• [Work instructions]: Write out the rows starting at the one containing "white cloud in" and ending at the one containing "x=210 y=187", swapping "component" for "module" and leaving everything else as it is.

• [Supplied entries]:
◇ ◇ ◇ ◇ ◇

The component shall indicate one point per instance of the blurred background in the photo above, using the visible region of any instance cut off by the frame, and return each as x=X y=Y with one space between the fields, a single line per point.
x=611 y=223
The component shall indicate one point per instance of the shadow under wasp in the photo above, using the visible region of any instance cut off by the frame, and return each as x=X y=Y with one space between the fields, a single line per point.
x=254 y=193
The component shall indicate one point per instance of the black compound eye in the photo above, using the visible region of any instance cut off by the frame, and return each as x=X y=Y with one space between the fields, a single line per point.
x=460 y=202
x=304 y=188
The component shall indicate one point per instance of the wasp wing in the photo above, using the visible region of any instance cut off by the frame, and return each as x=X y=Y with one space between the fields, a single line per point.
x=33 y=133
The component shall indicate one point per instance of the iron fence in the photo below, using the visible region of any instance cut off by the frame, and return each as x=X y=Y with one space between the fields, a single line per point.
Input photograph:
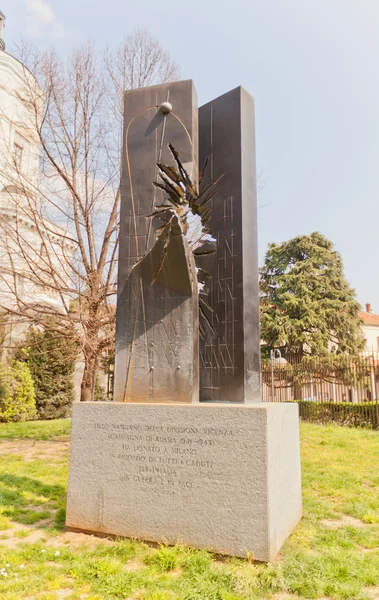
x=336 y=389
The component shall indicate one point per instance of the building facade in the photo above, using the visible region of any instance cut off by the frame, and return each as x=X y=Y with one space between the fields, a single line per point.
x=31 y=246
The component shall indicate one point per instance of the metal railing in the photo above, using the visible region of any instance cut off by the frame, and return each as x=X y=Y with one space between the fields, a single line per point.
x=336 y=389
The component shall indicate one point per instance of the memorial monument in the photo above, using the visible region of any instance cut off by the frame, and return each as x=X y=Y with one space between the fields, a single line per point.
x=187 y=451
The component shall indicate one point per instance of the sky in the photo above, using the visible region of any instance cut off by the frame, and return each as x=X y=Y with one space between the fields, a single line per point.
x=313 y=69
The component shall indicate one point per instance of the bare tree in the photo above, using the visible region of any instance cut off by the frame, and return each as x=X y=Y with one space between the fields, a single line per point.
x=59 y=234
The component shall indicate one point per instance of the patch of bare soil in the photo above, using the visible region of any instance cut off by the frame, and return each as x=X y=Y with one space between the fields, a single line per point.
x=12 y=541
x=75 y=540
x=344 y=521
x=30 y=450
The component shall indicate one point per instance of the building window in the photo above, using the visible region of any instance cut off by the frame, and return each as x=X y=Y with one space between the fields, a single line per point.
x=19 y=148
x=17 y=155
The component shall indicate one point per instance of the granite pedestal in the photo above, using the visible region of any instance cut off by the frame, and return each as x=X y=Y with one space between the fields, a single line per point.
x=217 y=476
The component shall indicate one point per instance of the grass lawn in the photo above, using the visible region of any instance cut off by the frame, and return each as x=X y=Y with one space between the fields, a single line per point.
x=333 y=554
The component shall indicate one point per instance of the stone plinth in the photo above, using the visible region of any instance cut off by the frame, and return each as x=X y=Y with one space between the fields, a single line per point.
x=221 y=477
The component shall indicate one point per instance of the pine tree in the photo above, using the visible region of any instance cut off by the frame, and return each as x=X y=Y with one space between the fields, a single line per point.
x=51 y=361
x=307 y=306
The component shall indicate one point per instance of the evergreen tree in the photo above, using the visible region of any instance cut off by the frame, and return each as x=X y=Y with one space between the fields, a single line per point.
x=51 y=361
x=307 y=306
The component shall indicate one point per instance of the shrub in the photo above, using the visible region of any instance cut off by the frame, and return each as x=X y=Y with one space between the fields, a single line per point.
x=51 y=360
x=17 y=396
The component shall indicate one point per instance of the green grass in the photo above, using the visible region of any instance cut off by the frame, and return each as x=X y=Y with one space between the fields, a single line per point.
x=37 y=430
x=340 y=484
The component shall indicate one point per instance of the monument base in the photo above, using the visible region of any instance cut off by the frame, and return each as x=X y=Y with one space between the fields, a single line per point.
x=217 y=476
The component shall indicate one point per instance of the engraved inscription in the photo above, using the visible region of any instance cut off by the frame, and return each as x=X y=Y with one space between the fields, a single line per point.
x=164 y=459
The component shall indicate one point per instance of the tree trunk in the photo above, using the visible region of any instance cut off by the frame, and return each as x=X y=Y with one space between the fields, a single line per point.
x=88 y=381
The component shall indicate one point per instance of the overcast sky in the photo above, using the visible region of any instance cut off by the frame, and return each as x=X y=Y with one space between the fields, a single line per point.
x=313 y=68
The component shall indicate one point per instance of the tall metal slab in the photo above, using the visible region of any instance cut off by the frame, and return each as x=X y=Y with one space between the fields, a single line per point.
x=155 y=322
x=230 y=358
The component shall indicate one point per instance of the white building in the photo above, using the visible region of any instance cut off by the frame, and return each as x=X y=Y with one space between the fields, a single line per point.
x=30 y=248
x=370 y=330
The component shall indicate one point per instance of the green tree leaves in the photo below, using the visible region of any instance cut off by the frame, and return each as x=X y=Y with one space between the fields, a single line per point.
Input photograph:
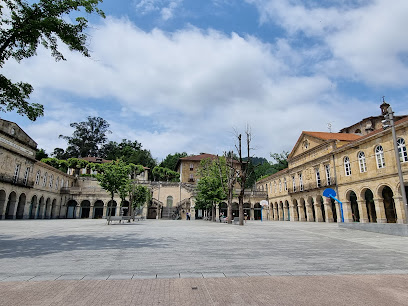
x=24 y=27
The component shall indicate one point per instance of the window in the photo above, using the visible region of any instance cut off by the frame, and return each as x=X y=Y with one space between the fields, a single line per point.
x=318 y=181
x=327 y=169
x=16 y=173
x=379 y=156
x=362 y=162
x=26 y=175
x=45 y=179
x=402 y=150
x=347 y=167
x=37 y=178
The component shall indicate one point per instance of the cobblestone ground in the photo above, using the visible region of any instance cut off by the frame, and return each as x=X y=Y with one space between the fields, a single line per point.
x=86 y=262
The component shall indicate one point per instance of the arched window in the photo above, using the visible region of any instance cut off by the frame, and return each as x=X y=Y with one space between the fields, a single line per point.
x=45 y=179
x=347 y=167
x=362 y=162
x=37 y=177
x=169 y=201
x=402 y=150
x=379 y=156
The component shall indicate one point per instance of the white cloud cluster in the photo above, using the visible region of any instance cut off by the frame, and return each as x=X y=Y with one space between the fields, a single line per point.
x=166 y=8
x=188 y=90
x=366 y=39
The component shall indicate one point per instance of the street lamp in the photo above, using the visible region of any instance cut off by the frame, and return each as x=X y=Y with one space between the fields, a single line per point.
x=388 y=121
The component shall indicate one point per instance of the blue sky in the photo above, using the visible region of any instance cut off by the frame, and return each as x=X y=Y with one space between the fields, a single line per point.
x=183 y=75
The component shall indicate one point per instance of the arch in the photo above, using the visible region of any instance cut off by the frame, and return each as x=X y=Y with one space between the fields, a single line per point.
x=320 y=205
x=2 y=203
x=362 y=162
x=111 y=208
x=352 y=197
x=47 y=211
x=98 y=209
x=85 y=209
x=368 y=196
x=53 y=209
x=379 y=156
x=11 y=205
x=257 y=211
x=169 y=201
x=33 y=207
x=21 y=206
x=71 y=208
x=389 y=205
x=310 y=202
x=287 y=210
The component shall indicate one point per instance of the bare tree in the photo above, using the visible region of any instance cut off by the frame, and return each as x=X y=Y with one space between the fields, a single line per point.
x=244 y=170
x=228 y=175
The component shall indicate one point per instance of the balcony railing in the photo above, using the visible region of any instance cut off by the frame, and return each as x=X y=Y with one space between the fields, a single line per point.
x=18 y=182
x=310 y=186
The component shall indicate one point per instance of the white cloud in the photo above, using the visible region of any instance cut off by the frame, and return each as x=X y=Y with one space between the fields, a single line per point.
x=183 y=91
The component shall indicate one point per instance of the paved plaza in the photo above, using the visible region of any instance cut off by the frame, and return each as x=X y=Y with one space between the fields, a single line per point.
x=198 y=263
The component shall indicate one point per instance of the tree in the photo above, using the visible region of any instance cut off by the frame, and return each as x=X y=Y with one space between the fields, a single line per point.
x=244 y=171
x=130 y=152
x=171 y=160
x=40 y=154
x=112 y=178
x=24 y=27
x=87 y=138
x=210 y=187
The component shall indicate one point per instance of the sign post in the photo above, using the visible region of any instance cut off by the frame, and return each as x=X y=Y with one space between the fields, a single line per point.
x=330 y=193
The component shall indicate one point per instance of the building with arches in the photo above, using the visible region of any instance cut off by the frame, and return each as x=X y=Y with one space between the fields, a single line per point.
x=360 y=166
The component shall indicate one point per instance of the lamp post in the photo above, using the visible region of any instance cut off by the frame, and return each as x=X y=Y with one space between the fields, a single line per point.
x=389 y=122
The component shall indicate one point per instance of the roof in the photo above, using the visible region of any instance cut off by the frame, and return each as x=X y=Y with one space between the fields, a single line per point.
x=93 y=159
x=333 y=136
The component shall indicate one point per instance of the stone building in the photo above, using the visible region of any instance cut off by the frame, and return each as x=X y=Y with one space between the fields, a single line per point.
x=360 y=167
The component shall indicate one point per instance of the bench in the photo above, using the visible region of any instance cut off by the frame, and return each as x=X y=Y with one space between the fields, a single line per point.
x=119 y=218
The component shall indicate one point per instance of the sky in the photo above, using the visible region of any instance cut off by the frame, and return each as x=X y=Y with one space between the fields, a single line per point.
x=188 y=75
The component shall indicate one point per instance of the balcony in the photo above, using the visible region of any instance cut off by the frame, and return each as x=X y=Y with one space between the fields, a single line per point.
x=19 y=182
x=311 y=186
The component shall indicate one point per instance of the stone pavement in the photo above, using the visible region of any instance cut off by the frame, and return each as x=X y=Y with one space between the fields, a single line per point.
x=86 y=262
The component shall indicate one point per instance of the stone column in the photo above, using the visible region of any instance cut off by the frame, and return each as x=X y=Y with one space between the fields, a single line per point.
x=105 y=211
x=77 y=211
x=275 y=213
x=328 y=210
x=280 y=213
x=318 y=210
x=309 y=212
x=362 y=210
x=192 y=209
x=400 y=210
x=380 y=210
x=347 y=212
x=294 y=213
x=302 y=217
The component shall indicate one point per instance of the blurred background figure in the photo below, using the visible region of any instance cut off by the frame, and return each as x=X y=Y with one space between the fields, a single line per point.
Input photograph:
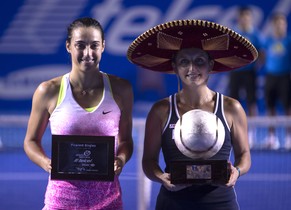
x=277 y=51
x=242 y=82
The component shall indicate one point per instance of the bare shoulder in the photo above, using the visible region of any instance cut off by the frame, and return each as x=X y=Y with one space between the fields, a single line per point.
x=119 y=85
x=46 y=94
x=234 y=111
x=49 y=87
x=231 y=105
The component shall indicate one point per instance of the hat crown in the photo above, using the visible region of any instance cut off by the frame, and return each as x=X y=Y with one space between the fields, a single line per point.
x=154 y=48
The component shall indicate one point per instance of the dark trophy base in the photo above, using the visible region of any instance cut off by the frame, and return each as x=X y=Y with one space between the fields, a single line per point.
x=199 y=172
x=82 y=157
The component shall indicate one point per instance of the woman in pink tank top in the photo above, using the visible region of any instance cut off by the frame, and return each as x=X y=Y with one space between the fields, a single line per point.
x=82 y=102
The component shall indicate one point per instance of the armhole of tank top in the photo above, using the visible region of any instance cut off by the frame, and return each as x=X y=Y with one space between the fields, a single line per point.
x=107 y=85
x=216 y=103
x=62 y=92
x=222 y=111
x=170 y=113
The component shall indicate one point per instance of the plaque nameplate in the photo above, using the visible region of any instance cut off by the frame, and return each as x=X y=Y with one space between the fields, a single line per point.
x=82 y=157
x=199 y=172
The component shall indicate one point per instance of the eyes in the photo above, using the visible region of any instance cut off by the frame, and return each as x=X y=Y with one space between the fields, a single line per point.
x=82 y=45
x=185 y=62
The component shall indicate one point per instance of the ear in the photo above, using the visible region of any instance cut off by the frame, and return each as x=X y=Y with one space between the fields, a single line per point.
x=103 y=47
x=211 y=65
x=174 y=66
x=68 y=47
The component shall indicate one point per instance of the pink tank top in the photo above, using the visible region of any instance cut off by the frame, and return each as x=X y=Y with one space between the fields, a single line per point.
x=69 y=118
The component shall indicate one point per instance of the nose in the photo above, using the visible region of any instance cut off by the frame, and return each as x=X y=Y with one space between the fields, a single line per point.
x=87 y=51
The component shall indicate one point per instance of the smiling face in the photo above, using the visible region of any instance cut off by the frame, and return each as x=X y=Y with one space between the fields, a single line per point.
x=192 y=65
x=86 y=47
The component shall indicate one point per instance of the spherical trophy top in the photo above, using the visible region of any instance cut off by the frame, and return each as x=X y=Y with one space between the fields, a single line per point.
x=199 y=134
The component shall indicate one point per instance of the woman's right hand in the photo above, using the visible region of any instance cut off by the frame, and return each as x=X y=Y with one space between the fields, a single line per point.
x=165 y=178
x=46 y=164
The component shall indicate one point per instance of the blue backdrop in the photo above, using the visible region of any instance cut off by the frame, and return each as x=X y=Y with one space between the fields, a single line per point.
x=33 y=32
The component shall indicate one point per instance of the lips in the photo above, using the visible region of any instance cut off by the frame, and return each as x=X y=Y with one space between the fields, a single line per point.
x=193 y=76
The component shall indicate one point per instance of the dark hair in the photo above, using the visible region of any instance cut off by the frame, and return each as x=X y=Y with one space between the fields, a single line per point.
x=84 y=22
x=243 y=9
x=278 y=15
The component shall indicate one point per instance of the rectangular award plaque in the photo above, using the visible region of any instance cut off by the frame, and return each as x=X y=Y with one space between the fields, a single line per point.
x=199 y=172
x=82 y=157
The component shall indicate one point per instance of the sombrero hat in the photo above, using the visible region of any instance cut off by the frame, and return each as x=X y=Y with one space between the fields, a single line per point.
x=154 y=48
x=199 y=134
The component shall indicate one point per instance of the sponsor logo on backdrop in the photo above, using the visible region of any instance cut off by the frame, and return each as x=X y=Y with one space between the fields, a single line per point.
x=38 y=23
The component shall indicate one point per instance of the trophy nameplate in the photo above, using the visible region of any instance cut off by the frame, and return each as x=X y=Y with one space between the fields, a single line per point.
x=82 y=157
x=199 y=172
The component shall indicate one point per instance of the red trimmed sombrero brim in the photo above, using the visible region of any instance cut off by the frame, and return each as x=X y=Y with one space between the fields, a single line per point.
x=154 y=48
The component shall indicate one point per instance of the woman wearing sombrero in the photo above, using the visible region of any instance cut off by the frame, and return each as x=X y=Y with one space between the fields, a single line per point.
x=193 y=49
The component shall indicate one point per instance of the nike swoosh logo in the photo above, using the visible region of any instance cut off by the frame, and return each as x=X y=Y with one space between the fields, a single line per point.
x=106 y=112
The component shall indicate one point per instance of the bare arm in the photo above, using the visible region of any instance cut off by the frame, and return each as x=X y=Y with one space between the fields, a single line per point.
x=123 y=95
x=38 y=120
x=152 y=143
x=237 y=121
x=155 y=123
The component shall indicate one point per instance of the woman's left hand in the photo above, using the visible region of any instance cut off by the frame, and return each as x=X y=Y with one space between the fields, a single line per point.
x=234 y=174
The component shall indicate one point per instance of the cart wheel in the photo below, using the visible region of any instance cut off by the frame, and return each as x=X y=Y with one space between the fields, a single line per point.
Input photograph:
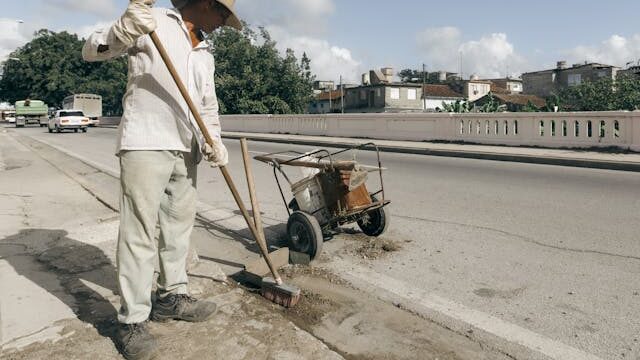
x=293 y=205
x=305 y=234
x=374 y=222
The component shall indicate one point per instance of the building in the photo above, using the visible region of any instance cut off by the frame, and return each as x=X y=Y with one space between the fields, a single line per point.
x=326 y=102
x=632 y=70
x=512 y=102
x=320 y=85
x=510 y=85
x=383 y=97
x=472 y=89
x=547 y=82
x=435 y=95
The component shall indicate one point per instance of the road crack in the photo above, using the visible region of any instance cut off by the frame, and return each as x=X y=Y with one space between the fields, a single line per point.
x=522 y=238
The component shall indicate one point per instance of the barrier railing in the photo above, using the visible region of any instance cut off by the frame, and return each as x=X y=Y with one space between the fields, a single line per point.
x=556 y=130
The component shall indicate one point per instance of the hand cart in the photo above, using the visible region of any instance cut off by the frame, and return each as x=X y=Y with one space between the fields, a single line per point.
x=333 y=193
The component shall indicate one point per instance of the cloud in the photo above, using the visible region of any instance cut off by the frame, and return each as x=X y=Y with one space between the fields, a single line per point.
x=300 y=17
x=302 y=26
x=490 y=56
x=616 y=50
x=328 y=61
x=12 y=35
x=100 y=8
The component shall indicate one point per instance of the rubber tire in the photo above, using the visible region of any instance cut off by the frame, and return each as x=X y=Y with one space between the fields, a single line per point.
x=305 y=234
x=293 y=205
x=377 y=223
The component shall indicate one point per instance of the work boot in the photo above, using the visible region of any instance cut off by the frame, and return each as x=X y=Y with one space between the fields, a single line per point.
x=181 y=307
x=135 y=342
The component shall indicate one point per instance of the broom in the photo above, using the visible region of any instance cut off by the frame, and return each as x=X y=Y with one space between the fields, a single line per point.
x=272 y=289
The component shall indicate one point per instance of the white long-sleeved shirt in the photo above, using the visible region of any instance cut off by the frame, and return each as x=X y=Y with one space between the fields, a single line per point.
x=155 y=116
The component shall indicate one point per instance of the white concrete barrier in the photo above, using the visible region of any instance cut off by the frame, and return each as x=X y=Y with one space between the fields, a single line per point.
x=555 y=130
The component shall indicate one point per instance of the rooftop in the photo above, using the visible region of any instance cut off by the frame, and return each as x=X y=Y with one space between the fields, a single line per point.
x=441 y=91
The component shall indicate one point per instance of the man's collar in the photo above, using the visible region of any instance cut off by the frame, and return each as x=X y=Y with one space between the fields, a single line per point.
x=175 y=13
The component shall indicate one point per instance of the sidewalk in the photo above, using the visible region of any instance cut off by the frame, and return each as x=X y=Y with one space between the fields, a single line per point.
x=563 y=157
x=58 y=295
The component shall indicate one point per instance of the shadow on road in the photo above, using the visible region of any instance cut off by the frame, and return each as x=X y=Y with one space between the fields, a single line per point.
x=74 y=263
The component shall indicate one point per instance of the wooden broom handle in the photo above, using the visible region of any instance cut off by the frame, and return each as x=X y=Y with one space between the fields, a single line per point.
x=225 y=173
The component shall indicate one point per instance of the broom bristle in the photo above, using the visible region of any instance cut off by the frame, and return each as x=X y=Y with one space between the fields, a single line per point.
x=283 y=295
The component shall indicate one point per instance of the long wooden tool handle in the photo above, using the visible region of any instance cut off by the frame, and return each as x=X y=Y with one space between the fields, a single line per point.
x=257 y=218
x=185 y=94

◇ ◇ ◇ ◇ ◇

• [Exercise result]:
The module shall indicate one point per instance of the white cloud in the photo above, using the visible region of any instance cut off by the frame, and return each as x=X y=Y with one space between the fields, a single line per point.
x=183 y=91
The module shall indicate one point per instance of the paved plaza in the photo above, using the visible region of any instance cut off by the frame, and return each as x=X y=Y with one space between the fields, a single line per point.
x=198 y=263
The module shall indicate one point per instance of the tree in the photo above, using the visible region of any instance cut off by the frame, and return each as x=X y=Y with one space between the fields, a single line per point.
x=244 y=171
x=130 y=152
x=171 y=160
x=40 y=154
x=112 y=178
x=24 y=27
x=87 y=138
x=210 y=187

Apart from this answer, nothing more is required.